Bacaan Sumber ::

+++++

C. Perkembangan Kepribadian
Pribadi Yang Berfungsi Utuh (Fully
Functioning Person)
Menurut Rogers tujuan hidup adalah mencapai aktualisasi diri atau memiliki
ciri-ciri kepribadian yang membuat kehidupan menjadi sebaik-baiknya.
Berfungsi penuh menggambarkan individu memakai kapasitas dan bakatnya,
merealisasi potensinya dan bergerak menuju pemahaman yang lengkap mengenai dirinya sendiri dan keseluruhan
pengalamannya. Rogers merinci 5 ciri kepribadian orang yang berfungsi
sepenuhnya, adalah:
a. Terbuka untuk mengalami (openess to
experience), adalah orang yang terbuka untuk mampu mendengar dirinya
sendiri, merasakan secara mendalam pengalaman visceral, sensori, emosional, dan
kognitif dalam dirinya tanpa merasa terancam. Orang yang memiliki sifat ini
adalah kebalikan dari sifat defensif/bertahan.
Orang yang terbuka ini sadar dengan fikiran dan perasaannya secara mendalam
yang semuanya disimbolisasikan tanpa distorsi atau denial.
b. Hidup Menjadi (Existential living),
kecenderungan untuk hidup sepenuhnya dan
seberisi mungkin pada setiap eksistensi. Setiap pengalaman akan dipandang baru
dan unik. Semua pengalaman itu akan
mengembangkan self dan kepribadian.
Orang menjadi fleksibel, adabtabel, toleran dan spontan.
c. Keyakinan organismik (organismic
trusting), orang mengambil keputusan berdasarkan pengalaman organismiknya sendiri, mengerjakan
apa yang dirasanya benar sebagai bukti kompetensi dan keyakinannya untuk
mengarahkan tingkah laku yang memuaskan.
Orang mampu menggunakan perasaannya yang terdalam sebagai sumber utama
untuk membuat keputusan. Kebalikan dari
keyakinan organismik adalah pengambilan keputusan berdasarkan sumebr eksternal
seperti norma sosial, penilaian orang
lain, aturan institusi dan lain sebagainya.

+++++

Entri set data
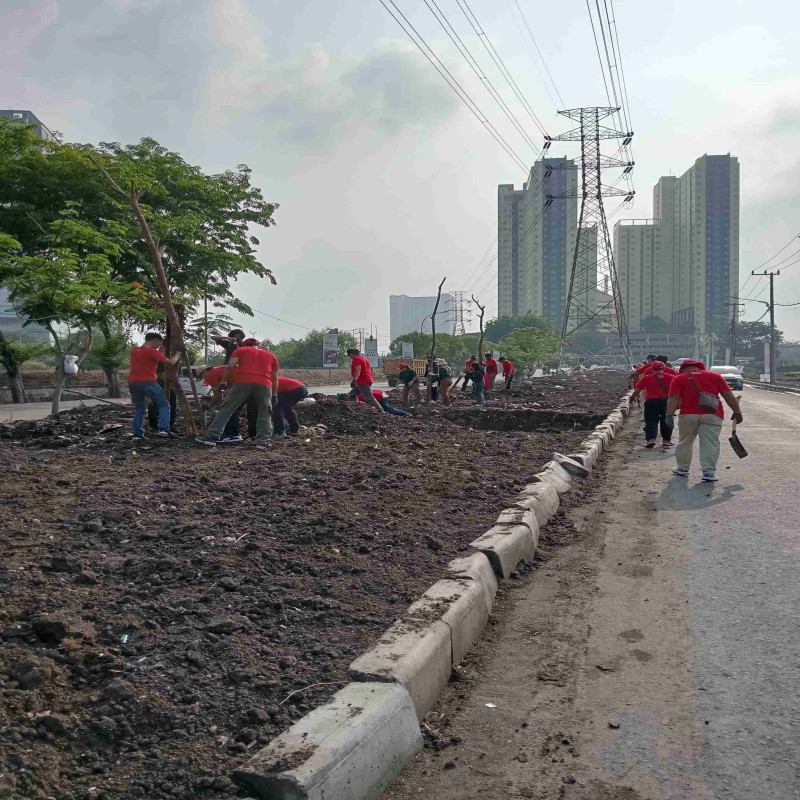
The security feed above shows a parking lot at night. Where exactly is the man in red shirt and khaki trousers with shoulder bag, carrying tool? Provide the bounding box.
[667,360,743,481]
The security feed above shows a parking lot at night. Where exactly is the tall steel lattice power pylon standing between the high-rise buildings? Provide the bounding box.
[544,107,633,367]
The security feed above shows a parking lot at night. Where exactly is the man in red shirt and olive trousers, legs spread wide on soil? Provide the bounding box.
[196,339,278,447]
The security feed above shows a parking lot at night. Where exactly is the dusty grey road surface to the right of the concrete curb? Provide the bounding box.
[387,389,800,800]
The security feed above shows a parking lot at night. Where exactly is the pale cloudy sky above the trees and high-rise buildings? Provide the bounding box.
[0,0,800,349]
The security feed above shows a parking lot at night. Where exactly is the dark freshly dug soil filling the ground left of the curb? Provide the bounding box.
[0,382,618,800]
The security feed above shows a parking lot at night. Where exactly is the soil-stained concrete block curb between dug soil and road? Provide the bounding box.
[234,392,630,800]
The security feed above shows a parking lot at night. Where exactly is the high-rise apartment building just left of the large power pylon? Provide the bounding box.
[497,158,578,329]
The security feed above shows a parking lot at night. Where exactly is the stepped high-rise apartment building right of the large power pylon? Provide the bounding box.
[614,154,739,333]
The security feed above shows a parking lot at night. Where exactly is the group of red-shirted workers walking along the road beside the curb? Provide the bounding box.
[631,355,743,481]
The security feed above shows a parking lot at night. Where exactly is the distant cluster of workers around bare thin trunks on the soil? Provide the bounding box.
[397,355,517,406]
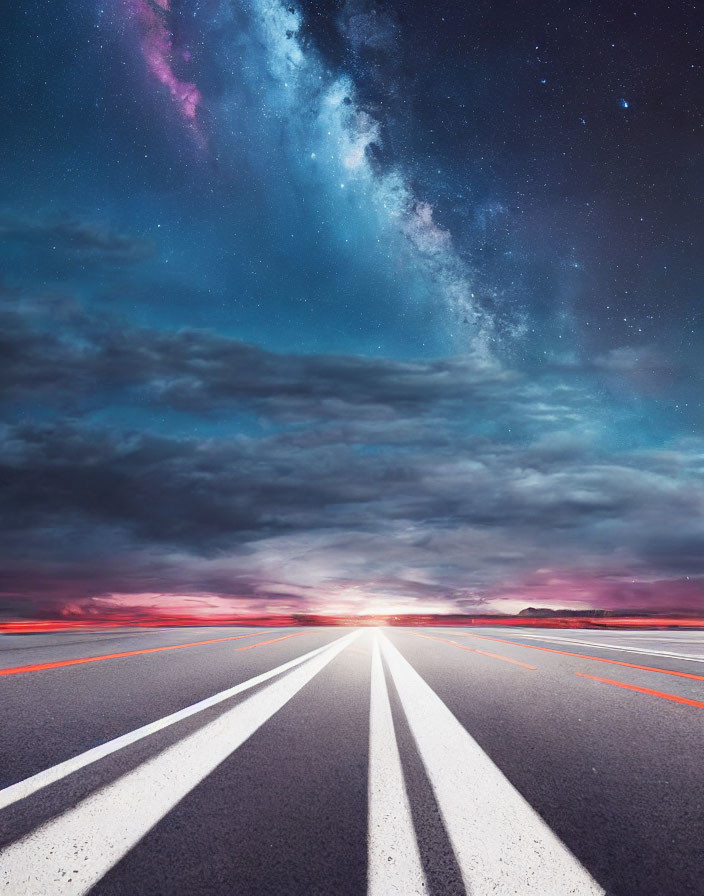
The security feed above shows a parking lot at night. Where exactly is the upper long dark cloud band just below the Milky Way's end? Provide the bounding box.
[0,296,516,420]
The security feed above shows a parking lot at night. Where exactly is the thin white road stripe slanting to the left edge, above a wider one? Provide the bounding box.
[0,632,330,809]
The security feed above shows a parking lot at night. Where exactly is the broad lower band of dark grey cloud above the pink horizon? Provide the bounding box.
[2,402,704,603]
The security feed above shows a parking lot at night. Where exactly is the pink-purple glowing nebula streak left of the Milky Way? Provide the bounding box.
[123,0,202,122]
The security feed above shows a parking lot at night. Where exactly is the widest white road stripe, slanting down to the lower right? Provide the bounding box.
[382,636,604,896]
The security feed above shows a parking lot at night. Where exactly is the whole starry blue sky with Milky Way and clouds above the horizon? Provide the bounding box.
[0,0,704,618]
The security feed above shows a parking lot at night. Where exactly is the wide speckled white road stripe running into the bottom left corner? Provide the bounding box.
[0,631,360,896]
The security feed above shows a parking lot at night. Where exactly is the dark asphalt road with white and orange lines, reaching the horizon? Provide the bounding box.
[0,627,704,896]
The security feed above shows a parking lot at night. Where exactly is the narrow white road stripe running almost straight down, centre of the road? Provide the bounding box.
[367,636,427,896]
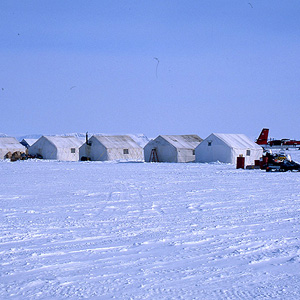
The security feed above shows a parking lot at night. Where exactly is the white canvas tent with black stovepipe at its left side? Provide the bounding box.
[79,135,144,161]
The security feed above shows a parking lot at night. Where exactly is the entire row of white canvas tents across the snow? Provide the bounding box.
[0,133,263,165]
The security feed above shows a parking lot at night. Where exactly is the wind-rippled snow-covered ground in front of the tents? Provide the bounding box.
[0,151,300,299]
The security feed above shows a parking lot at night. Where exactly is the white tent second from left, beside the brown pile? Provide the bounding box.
[28,136,82,161]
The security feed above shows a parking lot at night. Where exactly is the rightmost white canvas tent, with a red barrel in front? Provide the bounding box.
[196,133,263,165]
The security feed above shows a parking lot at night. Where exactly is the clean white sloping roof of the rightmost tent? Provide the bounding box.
[212,133,262,149]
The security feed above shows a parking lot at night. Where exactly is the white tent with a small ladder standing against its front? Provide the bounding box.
[144,134,202,162]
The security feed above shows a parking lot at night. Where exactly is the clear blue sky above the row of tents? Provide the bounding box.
[0,0,300,139]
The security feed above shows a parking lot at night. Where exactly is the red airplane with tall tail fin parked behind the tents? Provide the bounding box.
[256,128,300,150]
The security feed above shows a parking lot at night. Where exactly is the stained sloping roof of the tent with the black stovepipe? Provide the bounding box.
[93,135,141,149]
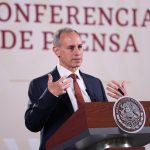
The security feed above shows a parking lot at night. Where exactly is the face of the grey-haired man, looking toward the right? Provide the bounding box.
[54,32,83,72]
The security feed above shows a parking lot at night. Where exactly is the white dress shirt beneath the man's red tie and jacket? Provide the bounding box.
[57,64,91,111]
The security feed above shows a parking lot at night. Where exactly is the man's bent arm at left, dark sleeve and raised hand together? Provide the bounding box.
[25,74,70,132]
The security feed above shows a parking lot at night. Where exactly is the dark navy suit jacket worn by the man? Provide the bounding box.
[25,68,107,150]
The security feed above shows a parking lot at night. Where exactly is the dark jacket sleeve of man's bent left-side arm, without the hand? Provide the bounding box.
[25,80,58,132]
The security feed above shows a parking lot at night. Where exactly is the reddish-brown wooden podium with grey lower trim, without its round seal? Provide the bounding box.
[46,101,150,150]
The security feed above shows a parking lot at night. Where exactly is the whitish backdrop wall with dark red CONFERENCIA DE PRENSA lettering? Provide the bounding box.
[0,0,150,150]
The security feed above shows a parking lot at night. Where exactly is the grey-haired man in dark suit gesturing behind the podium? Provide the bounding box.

+++++

Soal Latihan ::
1: Menurut bacaan tentang pribadi yang berfungsi utuh, apa saja jenis pengalaman yang dirasakan secara mendalam oleh orang yang terbuka untuk mengalami?
2: Salin tanpa perubahan bagian bacaan tentang pribadi yang berfungsi utuh, mulai dari "b. Hidup Menjadi" sampai dengan "self dan kepribadian.".
3: Jawab pertanyaan berikut berdasarkan bacaan tentang pribadi yang berfungsi utuh.
(a) Menurut Rogers, apa tujuan hidup?
(b) Berapa ciri kepribadian orang yang berfungsi sepenuhnya yang dirinci Rogers?
(c) Pada ciri hidup menjadi, setiap pengalaman dipandang seperti apa?

Jawaban Setiap Soal ::
1: visceral, sensori, emosional, kognitif

2:
b. Hidup Menjadi (Existential living),
kecenderungan untuk hidup sepenuhnya dan
seberisi mungkin pada setiap eksistensi. Setiap pengalaman akan dipandang baru
dan unik. Semua pengalaman itu akan
mengembangkan self dan kepribadian.

3:
(a) Mencapai aktualisasi diri atau memiliki ciri-ciri kepribadian yang membuat kehidupan menjadi sebaik-baiknya.
(b) 5 ciri.
(c) Baru dan unik.